Problem 1:
According to the passage on FMLA leave notice, how much notice must an employee give for planned surgery in the distant future?
Problem 2:
Say whether each statement agrees with the passage on FMLA leave notice, answering yes or no and quoting the deciding words: (a) When leave is not foreseeable, an employee generally must inform the employer within one or two business days of learning of the need. (b) The FMLA always requires advance notice of a leave. (c) An accountant should try to take leave at the end of the fiscal year.
Problem 3:
Retype the portion of the passage on FMLA leave notice that starts at the words "When the need" and ends after "notice at all.".

The FMLA does not require that an employee give advance notice of a leave if doing so is impracticable. The advance-notice provisions address leaves that are foreseeable. For example, if employee is going to have planned surgery in the distant future, she must give at least thirty days notice to employer. Employee must also do everything she can to minimize the disruption on employer’s business. An accountant should thus try to take a leave at some time other than the end of the fiscal year.

When the need for the leave is not foreseeable, however, employee is only required to give as much notice as is practicable. Generally, this means that employee must inform employer within one or two business days of her learning that she needs to take the leave. But if the need for the leave results from a sudden inability to work due to employee’s chronic serious health condition, employee would obviously not learn of the need for the leave until the moment it arises. In that case, which is essentially an emergency, employee is permitted to take the leave without providing any notice at all.

Excerpted data:
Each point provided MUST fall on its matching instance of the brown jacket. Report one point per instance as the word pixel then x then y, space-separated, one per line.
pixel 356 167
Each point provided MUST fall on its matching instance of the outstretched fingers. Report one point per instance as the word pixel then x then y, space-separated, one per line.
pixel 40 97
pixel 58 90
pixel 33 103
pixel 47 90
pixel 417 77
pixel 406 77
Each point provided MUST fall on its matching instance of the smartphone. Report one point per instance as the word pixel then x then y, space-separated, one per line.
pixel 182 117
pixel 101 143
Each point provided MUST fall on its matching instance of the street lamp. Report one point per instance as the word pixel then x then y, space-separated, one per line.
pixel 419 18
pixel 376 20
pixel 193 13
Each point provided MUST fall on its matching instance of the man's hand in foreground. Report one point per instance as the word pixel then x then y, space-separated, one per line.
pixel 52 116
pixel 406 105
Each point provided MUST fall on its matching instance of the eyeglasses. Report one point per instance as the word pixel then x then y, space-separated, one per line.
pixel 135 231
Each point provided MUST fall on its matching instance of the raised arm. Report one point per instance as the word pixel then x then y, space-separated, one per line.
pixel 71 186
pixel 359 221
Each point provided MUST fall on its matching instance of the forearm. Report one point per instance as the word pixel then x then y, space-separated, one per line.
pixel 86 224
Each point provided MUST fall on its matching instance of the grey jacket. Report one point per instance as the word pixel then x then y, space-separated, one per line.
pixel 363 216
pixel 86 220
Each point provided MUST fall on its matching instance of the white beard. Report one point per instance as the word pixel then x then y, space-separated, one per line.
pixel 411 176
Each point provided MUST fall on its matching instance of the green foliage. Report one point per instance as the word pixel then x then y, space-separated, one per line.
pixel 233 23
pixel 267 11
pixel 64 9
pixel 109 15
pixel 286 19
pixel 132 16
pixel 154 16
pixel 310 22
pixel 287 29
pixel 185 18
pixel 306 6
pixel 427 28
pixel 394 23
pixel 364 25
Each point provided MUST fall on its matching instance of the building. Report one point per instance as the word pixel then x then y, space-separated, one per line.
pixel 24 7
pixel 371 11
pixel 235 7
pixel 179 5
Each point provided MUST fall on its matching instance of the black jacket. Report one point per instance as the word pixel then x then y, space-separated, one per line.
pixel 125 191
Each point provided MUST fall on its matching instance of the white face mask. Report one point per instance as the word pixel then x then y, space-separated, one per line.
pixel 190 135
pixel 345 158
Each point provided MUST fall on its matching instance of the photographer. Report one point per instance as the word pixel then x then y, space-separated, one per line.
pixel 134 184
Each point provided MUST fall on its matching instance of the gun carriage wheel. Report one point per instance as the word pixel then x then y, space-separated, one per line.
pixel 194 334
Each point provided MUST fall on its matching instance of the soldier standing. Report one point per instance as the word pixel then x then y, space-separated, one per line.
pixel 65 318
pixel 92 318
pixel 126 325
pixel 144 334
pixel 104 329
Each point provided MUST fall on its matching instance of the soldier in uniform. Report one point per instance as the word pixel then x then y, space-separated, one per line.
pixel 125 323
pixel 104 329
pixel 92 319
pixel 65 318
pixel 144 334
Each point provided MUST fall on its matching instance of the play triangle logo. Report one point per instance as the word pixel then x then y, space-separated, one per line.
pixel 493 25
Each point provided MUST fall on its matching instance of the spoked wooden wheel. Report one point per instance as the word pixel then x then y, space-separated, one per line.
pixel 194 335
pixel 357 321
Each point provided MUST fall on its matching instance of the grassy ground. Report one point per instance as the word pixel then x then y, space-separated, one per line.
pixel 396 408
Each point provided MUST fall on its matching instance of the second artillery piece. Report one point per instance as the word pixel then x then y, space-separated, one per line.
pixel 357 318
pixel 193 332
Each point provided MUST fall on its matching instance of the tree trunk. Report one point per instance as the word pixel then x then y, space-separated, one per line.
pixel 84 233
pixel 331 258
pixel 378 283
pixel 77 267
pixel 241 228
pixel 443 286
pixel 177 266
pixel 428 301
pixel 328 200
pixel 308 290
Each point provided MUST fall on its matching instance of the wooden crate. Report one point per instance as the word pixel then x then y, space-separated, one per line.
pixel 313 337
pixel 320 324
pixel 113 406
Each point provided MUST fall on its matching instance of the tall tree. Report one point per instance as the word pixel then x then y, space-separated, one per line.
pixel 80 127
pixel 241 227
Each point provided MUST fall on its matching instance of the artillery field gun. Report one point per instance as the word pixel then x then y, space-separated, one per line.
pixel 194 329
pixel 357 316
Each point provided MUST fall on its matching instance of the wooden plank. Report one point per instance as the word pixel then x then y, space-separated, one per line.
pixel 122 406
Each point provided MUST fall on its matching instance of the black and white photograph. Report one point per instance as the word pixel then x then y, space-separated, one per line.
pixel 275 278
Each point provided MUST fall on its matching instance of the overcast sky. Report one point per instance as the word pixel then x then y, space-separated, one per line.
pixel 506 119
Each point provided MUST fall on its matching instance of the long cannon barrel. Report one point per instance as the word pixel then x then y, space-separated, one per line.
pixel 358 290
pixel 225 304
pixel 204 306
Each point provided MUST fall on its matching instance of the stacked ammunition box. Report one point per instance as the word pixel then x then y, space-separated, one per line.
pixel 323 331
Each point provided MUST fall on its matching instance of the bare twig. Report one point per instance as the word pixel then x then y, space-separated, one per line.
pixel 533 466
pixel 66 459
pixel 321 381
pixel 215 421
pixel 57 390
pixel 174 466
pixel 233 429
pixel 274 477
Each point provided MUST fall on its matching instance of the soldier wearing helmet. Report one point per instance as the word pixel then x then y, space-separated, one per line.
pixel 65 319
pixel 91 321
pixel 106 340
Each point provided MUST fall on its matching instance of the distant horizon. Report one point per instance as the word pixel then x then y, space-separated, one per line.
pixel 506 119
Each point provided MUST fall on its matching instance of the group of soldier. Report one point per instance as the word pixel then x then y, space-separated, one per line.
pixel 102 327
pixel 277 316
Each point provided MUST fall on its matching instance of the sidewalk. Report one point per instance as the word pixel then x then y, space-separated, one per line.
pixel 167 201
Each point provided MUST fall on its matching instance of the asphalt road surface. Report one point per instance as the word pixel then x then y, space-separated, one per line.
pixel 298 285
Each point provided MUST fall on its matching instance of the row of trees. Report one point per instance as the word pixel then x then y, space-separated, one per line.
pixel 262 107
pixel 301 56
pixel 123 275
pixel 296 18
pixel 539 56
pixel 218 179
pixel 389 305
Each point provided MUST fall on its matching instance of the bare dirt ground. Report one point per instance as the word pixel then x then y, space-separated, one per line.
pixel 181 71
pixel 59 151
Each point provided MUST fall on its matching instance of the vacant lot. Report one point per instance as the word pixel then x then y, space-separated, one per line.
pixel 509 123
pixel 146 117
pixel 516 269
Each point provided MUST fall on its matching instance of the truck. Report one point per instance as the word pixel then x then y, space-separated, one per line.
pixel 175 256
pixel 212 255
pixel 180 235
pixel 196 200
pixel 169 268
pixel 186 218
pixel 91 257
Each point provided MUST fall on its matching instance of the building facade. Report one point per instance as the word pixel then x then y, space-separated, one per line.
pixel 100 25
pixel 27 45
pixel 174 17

Response box 1:
At least thirty days.

Response box 2:
(a) Yes: "employee must inform employer within one or two business days of her learning that she needs to take the leave"
(b) No: "The FMLA does not require that an employee give advance notice of a leave if doing so is impracticable."
(c) No: "An accountant should thus try to take a leave at some time other than the end of the fiscal year."

Response box 3:
When the need for the leave is not foreseeable, however, employee is only required to give as much notice as is practicable. Generally, this means that employee must inform employer within one or two business days of her learning that she needs to take the leave. But if the need for the leave results from a sudden inability to work due to employee’s chronic serious health condition, employee would obviously not learn of the need for the leave until the moment it arises. In that case, which is essentially an emergency, employee is permitted to take the leave without providing any notice at all.